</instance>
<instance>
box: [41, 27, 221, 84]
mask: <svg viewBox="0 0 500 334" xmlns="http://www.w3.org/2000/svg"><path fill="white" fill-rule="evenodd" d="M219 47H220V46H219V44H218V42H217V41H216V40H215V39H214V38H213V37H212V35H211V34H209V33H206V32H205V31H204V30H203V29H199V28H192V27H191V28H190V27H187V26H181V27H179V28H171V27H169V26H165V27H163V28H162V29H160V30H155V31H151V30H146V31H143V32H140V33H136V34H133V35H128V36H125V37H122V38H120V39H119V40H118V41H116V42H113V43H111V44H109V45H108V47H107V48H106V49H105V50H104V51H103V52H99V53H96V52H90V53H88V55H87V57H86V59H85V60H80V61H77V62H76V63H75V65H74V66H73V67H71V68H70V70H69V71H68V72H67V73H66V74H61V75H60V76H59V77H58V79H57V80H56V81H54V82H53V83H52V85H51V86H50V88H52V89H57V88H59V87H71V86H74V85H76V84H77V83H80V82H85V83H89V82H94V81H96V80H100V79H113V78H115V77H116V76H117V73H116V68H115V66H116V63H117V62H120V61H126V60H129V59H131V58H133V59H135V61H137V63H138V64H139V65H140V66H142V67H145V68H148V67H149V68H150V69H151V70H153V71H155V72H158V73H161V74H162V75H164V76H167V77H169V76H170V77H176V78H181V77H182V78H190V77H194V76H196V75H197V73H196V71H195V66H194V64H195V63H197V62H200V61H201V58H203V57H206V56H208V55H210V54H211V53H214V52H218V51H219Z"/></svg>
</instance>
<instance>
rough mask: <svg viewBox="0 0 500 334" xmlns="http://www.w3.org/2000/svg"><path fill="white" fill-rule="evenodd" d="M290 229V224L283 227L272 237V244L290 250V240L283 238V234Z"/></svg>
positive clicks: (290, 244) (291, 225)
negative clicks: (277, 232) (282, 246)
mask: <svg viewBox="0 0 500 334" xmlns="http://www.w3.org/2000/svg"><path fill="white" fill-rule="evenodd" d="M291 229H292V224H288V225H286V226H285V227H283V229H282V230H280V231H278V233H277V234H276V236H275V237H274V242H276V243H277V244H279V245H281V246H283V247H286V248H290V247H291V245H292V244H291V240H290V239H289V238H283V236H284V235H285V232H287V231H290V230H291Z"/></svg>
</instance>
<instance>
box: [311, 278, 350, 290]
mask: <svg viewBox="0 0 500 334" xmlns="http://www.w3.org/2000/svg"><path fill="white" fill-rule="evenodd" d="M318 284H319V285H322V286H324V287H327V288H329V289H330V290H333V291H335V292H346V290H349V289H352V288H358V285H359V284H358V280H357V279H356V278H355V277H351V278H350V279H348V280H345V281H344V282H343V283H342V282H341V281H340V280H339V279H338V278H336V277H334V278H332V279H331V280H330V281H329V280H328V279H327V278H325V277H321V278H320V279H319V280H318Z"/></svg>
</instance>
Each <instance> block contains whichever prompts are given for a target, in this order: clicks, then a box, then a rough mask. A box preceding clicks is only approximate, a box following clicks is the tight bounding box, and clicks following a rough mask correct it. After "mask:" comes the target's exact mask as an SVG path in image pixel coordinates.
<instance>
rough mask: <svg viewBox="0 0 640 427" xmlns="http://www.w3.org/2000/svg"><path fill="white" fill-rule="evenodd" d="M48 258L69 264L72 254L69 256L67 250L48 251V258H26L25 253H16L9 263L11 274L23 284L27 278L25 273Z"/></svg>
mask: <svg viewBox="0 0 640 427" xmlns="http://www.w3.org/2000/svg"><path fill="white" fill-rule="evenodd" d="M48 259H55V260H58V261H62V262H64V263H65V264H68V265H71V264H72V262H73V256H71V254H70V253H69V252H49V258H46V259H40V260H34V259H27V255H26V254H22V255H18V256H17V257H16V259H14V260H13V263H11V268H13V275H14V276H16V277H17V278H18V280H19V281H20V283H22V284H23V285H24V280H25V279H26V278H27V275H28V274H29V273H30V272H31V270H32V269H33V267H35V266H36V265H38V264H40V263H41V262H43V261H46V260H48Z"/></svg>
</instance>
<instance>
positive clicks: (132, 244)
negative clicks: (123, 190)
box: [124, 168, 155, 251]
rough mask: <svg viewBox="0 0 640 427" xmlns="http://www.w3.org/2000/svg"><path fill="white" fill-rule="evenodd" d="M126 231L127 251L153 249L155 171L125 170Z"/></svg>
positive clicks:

ASSIGNMENT | Go through the records and copy each line with "positive" in it.

WORKED SOLUTION |
positive clicks: (290, 244) (291, 225)
positive clicks: (132, 244)
positive clicks:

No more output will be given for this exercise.